• **TU TAREA**
Escribe una continuación del pasaje de más abajo sobre los ordenadores y la glaciación, empezando justo después de su última oración.

El problema es que no sabemos cómo serán los ordenadores que las vayan a sustituir. Es como si hubiese venido una glaciación –prosiguió despacio, sin ninguna vacilación–, y la gente creyera que se trata de una bajada de temperaturas pasajera: todo el mundo aplica remedios temporales, pensando que el termómetro volverá a subir, pero lo que se invierte en una solución provisional es dinero tirado.
Tenemos poco dinero y los escasos recursos los estamos dilapidando en soluciones ruinosas”.

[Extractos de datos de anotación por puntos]

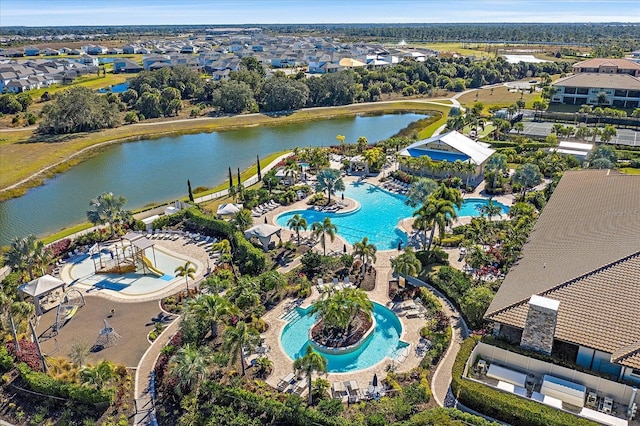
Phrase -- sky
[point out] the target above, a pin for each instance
(229, 12)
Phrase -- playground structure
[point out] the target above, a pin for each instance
(111, 257)
(107, 337)
(70, 302)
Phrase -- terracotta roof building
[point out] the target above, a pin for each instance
(617, 79)
(584, 256)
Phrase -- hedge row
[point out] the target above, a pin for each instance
(503, 406)
(267, 409)
(250, 259)
(6, 360)
(47, 385)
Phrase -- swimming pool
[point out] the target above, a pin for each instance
(377, 217)
(384, 343)
(82, 272)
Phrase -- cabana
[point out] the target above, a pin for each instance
(357, 164)
(228, 209)
(39, 288)
(263, 233)
(506, 375)
(602, 418)
(564, 390)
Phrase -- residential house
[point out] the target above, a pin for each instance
(575, 292)
(31, 51)
(601, 81)
(155, 60)
(126, 66)
(607, 66)
(618, 90)
(450, 147)
(128, 49)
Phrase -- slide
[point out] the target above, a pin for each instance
(152, 268)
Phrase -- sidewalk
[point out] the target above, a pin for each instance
(144, 393)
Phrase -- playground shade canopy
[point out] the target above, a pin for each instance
(42, 285)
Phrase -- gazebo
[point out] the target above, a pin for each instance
(39, 288)
(263, 233)
(228, 209)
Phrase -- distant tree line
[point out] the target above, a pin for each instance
(160, 93)
(594, 34)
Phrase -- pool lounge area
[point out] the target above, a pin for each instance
(79, 271)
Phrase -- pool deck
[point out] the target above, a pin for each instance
(282, 364)
(181, 248)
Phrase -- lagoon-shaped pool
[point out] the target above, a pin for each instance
(385, 342)
(377, 217)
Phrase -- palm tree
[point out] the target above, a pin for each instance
(243, 337)
(311, 362)
(490, 209)
(243, 220)
(419, 191)
(291, 172)
(361, 144)
(365, 251)
(329, 180)
(438, 212)
(450, 194)
(189, 367)
(341, 139)
(107, 208)
(375, 158)
(187, 271)
(469, 168)
(224, 247)
(264, 365)
(99, 375)
(407, 263)
(296, 223)
(527, 176)
(339, 308)
(497, 165)
(321, 230)
(211, 308)
(28, 254)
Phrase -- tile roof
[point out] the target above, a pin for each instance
(598, 62)
(584, 251)
(600, 80)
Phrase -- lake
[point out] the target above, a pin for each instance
(157, 170)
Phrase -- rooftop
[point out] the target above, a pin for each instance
(584, 252)
(600, 80)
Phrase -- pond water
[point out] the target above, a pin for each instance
(116, 88)
(157, 170)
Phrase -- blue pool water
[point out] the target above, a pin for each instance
(385, 341)
(377, 218)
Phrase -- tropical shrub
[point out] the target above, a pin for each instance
(505, 407)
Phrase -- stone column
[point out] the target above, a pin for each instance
(540, 325)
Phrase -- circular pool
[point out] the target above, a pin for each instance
(384, 343)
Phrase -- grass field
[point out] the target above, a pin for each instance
(31, 153)
(498, 97)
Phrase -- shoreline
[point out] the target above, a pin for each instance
(203, 125)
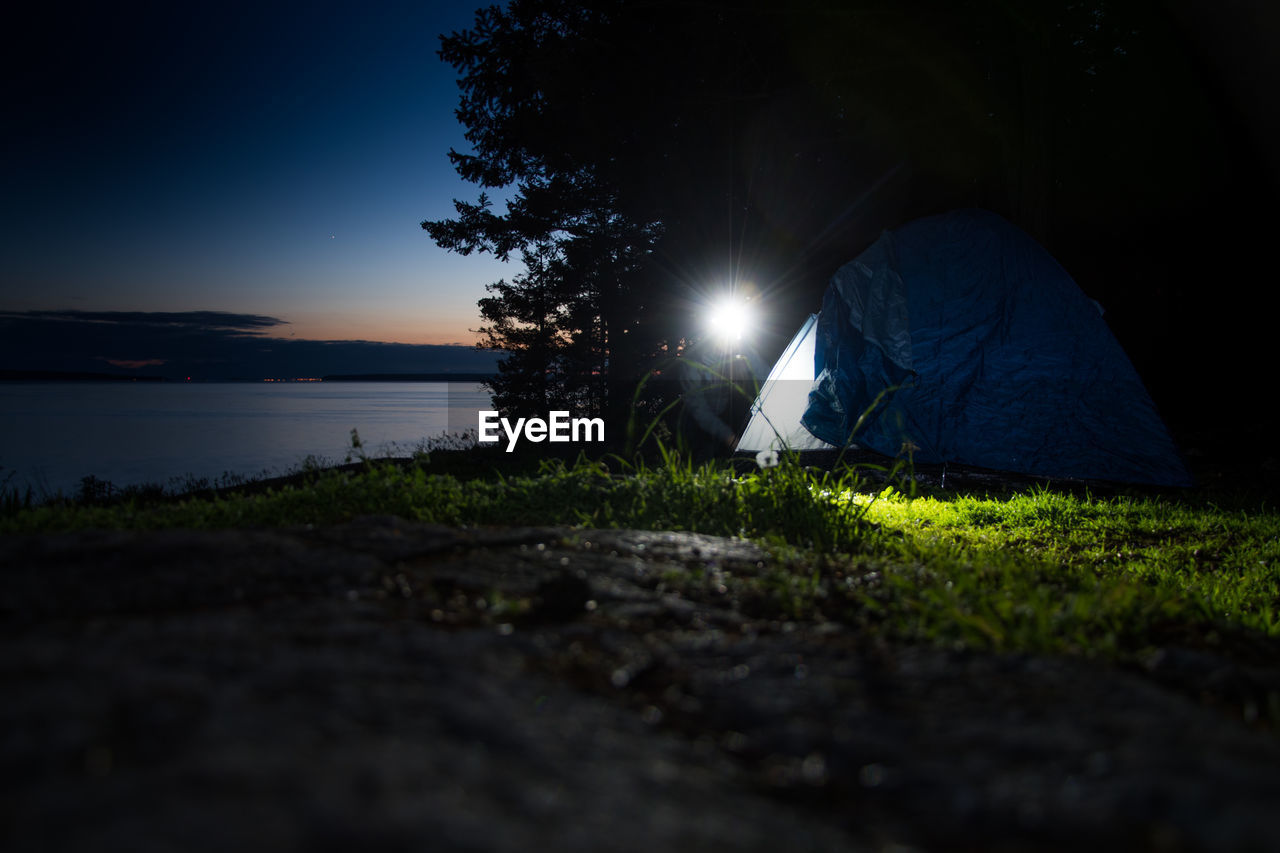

• **TU RESPUESTA**
Le hablé de la cantidad de premios Nobel de Economía que hay en el mundo, incluso de personas como él, y de los expertos de toda laya que habitan en los cinco continentes, y él movió la cabeza de un lado para otro, y confesó algo que me dejó estremecido:
-Ese es el problema: que incluso los expertos no sabemos si es una glaciación o un calentamiento, y en Europa cierran las ventanas, en Estados Unidos las abren, y en China siguen creciendo, pero lo hacen a nuestra costa y, si nos volvemos pobres, será como la lepra y habrá contagio universal.
Tomé un sorbo del cortado y miré a mi alrededor. Los cambios de era siempre se produjeron así, sin que la inmensa mayoría se diera cuenta.